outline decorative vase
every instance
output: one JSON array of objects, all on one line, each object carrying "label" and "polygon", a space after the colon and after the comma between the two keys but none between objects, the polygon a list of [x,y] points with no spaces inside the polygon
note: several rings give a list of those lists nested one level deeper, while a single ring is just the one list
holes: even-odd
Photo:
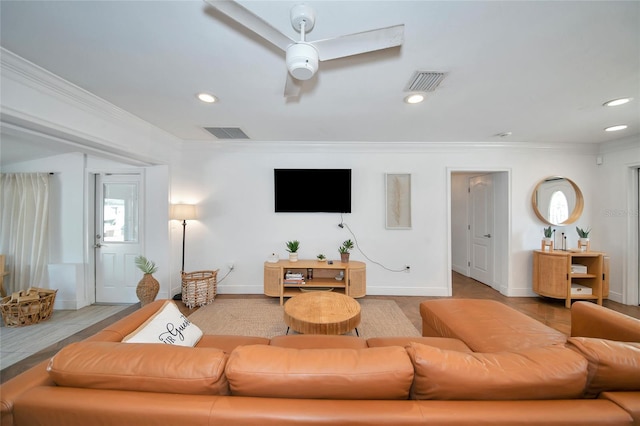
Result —
[{"label": "decorative vase", "polygon": [[349,262],[349,253],[340,253],[340,262],[348,263]]},{"label": "decorative vase", "polygon": [[289,262],[297,262],[298,253],[289,253]]},{"label": "decorative vase", "polygon": [[542,251],[553,251],[553,240],[551,238],[542,239]]},{"label": "decorative vase", "polygon": [[153,278],[151,274],[144,274],[138,283],[138,287],[136,287],[136,295],[140,300],[140,304],[144,306],[156,300],[159,290],[160,283],[158,280]]}]

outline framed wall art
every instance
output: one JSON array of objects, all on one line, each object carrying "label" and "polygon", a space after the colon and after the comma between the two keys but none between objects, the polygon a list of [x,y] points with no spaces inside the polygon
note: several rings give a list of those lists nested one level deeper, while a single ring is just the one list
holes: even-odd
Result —
[{"label": "framed wall art", "polygon": [[386,227],[411,229],[411,174],[386,173]]}]

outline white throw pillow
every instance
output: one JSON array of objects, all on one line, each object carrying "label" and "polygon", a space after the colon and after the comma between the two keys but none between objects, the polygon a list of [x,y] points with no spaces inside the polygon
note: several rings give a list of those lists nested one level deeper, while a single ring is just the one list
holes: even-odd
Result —
[{"label": "white throw pillow", "polygon": [[176,304],[167,300],[153,316],[122,339],[125,343],[165,343],[195,346],[202,330],[180,312]]}]

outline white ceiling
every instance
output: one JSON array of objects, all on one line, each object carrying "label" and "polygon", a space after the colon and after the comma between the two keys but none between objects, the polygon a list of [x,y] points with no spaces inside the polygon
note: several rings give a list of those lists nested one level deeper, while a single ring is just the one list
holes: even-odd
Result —
[{"label": "white ceiling", "polygon": [[[241,1],[282,32],[298,1]],[[200,0],[0,2],[1,44],[184,140],[598,143],[640,129],[639,1],[309,1],[308,40],[405,24],[401,48],[321,62],[282,93],[284,54]],[[416,70],[447,77],[403,102]],[[208,91],[220,102],[203,104]],[[603,102],[634,97],[617,108]],[[625,123],[627,130],[605,133]],[[508,138],[496,136],[512,132]]]}]

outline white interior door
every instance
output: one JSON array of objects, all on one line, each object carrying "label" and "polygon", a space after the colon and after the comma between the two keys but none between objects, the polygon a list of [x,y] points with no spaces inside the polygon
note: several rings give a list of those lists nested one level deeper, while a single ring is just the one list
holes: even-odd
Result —
[{"label": "white interior door", "polygon": [[493,177],[469,178],[471,278],[493,287]]},{"label": "white interior door", "polygon": [[140,174],[97,174],[95,182],[95,279],[97,303],[136,303],[142,273]]}]

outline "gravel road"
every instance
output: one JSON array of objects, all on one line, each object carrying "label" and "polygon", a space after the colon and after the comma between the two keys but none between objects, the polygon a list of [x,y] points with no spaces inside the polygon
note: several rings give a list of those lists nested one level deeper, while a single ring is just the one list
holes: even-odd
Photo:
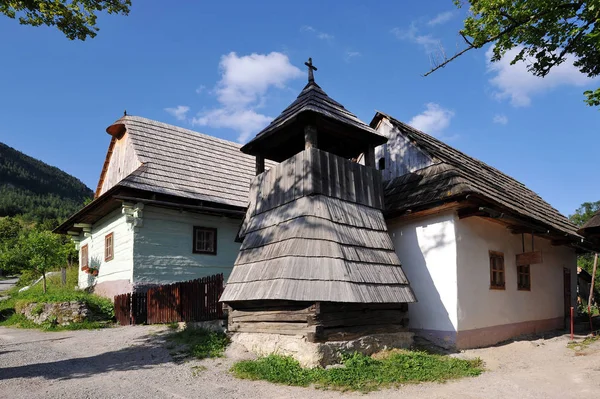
____________________
Verbatim copy without images: write the records above out in full.

outline decorative vase
every instance
output: one JSON array of objects, all on one line, each object carrying "label" and "polygon", a space after the colon and after the comma between the two keys but none between objects, the polygon a list of [x,y] points with no spaces inside the polygon
note: several rings give a list of those lists nested one level deeper, while a single ring is just the one list
holes: even-odd
Photo:
Result —
[{"label": "decorative vase", "polygon": [[349,262],[349,253],[340,253],[340,262],[348,263]]},{"label": "decorative vase", "polygon": [[289,262],[297,262],[298,253],[289,253]]},{"label": "decorative vase", "polygon": [[542,251],[553,251],[553,240],[551,238],[542,239]]},{"label": "decorative vase", "polygon": [[153,278],[151,274],[144,274],[138,283],[138,287],[136,287],[136,295],[140,300],[140,304],[144,306],[156,300],[159,290],[160,283],[158,280]]}]

outline framed wall art
every instance
output: one JSON array of objects, all on one line, each object carrying "label" and "polygon", a space after the colon and after the comma between the two keys but none between objects, the polygon a list of [x,y] points with no spaces inside the polygon
note: several rings give a list of those lists nested one level deeper, while a single ring is just the one list
holes: even-odd
Result —
[{"label": "framed wall art", "polygon": [[386,227],[411,229],[411,174],[386,173]]}]

outline white throw pillow
every instance
output: one JSON array of objects, all on one line, each object carrying "label" and "polygon", a space after the colon and after the comma between the two keys but none between objects, the polygon a list of [x,y] points with no spaces inside the polygon
note: several rings give a list of those lists nested one level deeper, while a single ring is just the one list
holes: even-odd
Result —
[{"label": "white throw pillow", "polygon": [[176,304],[167,300],[153,316],[122,339],[125,343],[165,343],[195,346],[202,330],[180,312]]}]

outline white ceiling
every instance
output: one JSON array of objects, all on one line, each object carrying "label" and "polygon", a space after the colon and after the comma between the two keys but none between objects, the polygon a list of [x,y] points with no spaces inside the polygon
note: several rings give a list of those lists nested one level deeper, while a single ring is just the one list
holes: even-odd
Result —
[{"label": "white ceiling", "polygon": [[[241,1],[282,32],[298,1]],[[200,0],[0,2],[1,44],[184,140],[598,143],[640,129],[639,1],[309,1],[308,40],[405,24],[401,48],[321,62],[282,93],[284,54]],[[416,70],[447,77],[403,102]],[[208,91],[220,102],[203,104]],[[603,102],[634,97],[617,108]],[[625,123],[627,130],[605,133]],[[508,138],[496,136],[512,132]]]}]

outline white interior door
every instance
output: one JSON array of objects, all on one line, each object carrying "label" and "polygon", a space after the colon and after the comma between the two keys but none between objects, the polygon a list of [x,y] points with no spaces inside the polygon
note: several rings give a list of those lists nested one level deeper, while a single ring is just the one list
holes: even-odd
Result —
[{"label": "white interior door", "polygon": [[493,177],[469,178],[471,278],[493,287]]},{"label": "white interior door", "polygon": [[140,174],[97,174],[95,182],[95,279],[97,303],[136,303],[142,273]]}]

outline "gravel road"
every instance
output: one JSON array of objects, all on one line, each object carrying "label" and "polygon", a space after the colon and after the comma between the two keys but none between objects, the polygon a list of [x,y] points with no spaces inside the polygon
note: several rings give a list of those lists nested one level deeper, while a single ring is just the one list
holes: even-odd
Photo:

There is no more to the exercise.